Extract to read:
|---|

Chinese Enigmatic Folk Similes

Background: A friend and I were talking about the COVID-19 situation in the US. She mentioned that at late February, when COVID started to spread in the US, some people bought masks and sent them to Wuhan, China to support the medical workers there. She brought up this common saying:

Main piece: 


Pinyin: ni pu sa duo he——zi shen nan bao

Transliteration: A mud Bodhisattva crosses the river——She can’t even save herself.

Context: This piece of folk speech is often used to describe people who are well-intentioned to help others, but are themselves in dangerous or unstable situations. In the context of COVID, the informant means that it is kind for those people to send masks to Wuhan, but their very own lives are at stake in the US already.

Analysis: This is an example of a particular genre of folk speech in Chinese, 歇后语 (xie hou yu), which has been translated as “Chinese enigmatic folk similes” or “quiz-cracks”. Different from proverbs, an enigmatic folk simile doesn’t directly offer a conclusion or an advice. Different from riddles, an enigmatic folk simile doesn’t propose an explicit question and doesn’t have an answer. Enigmatic folk similes often contain multiple meanings. Its form is often separated into two parts. The first part succinctly tells a story, often alluding to historical or religious instances, and the second part provides a proverbial conclusion that is in line with the context created by the first part, but often with deeper connotations. In this case, the story, “a mud Bodhisattva crosses the river”, requires the audience to imagine and suppose that mud dissembles in water, and therefore a mud Bodhisattva in a river, no matter what good intention she has, might perish before she is able to help others. The deeper connotation is that regardless of good intention, one must first be responsible for themselves before considering others, or else no one is benefitted.

|---|

What you will do:
**A.** Return the passage from the text on Chinese enigmatic folk similes, starting at "Background: A friend" and ending at "the US already.".
**B.** Translate this sentence from the text on Chinese enigmatic folk similes into Spanish: "Different from riddles, an enigmatic folk simile doesn't propose an explicit question and doesn't have an answer."
The records that come after this point are separate material with no connection to the text on Chinese enigmatic folk similes.

(Stored data entries)

|---|

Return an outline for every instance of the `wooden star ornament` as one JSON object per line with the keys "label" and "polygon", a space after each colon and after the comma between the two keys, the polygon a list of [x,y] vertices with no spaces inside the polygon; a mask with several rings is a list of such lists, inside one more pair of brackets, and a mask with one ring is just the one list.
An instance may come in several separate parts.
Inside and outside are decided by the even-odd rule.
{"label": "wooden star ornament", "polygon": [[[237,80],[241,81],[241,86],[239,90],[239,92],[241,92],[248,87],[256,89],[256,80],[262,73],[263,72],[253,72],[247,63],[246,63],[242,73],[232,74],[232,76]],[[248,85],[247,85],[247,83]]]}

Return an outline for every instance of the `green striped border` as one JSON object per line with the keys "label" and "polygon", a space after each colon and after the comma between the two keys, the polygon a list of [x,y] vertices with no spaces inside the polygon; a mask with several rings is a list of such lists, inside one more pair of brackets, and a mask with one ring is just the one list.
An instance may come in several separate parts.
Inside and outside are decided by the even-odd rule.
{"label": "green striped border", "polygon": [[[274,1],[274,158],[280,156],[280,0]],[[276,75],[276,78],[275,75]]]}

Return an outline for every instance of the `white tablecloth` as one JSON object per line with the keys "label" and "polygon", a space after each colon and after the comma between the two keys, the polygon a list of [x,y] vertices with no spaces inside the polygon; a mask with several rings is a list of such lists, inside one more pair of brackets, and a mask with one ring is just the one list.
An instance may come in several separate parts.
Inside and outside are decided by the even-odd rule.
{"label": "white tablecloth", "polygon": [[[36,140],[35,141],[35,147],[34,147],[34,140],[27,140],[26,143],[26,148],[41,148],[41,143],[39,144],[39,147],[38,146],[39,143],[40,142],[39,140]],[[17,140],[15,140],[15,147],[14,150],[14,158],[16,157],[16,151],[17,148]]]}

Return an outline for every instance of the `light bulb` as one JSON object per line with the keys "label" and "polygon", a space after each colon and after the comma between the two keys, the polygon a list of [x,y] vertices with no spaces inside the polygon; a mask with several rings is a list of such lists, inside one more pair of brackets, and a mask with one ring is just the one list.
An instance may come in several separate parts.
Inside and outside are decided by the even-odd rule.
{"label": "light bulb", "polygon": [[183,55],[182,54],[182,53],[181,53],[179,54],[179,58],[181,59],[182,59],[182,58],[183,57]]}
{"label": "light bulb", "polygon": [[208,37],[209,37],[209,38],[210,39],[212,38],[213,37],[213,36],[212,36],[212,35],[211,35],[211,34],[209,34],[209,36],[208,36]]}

|---|

Solutions per task:
**A.**
Background: A friend and I were talking about the COVID-19 situation in the US. She mentioned that at late February, when COVID started to spread in the US, some people bought masks and sent them to Wuhan, China to support the medical workers there. She brought up this common saying:

Main piece: 


Pinyin: ni pu sa duo he——zi shen nan bao

Transliteration: A mud Bodhisattva crosses the river——She can’t even save herself.

Context: This piece of folk speech is often used to describe people who are well-intentioned to help others, but are themselves in dangerous or unstable situations. In the context of COVID, the informant means that it is kind for those people to send masks to Wuhan, but their very own lives are at stake in the US already.

**B.** A diferencia de los acertijos, un símil popular enigmático no plantea una pregunta explícita y no tiene respuesta.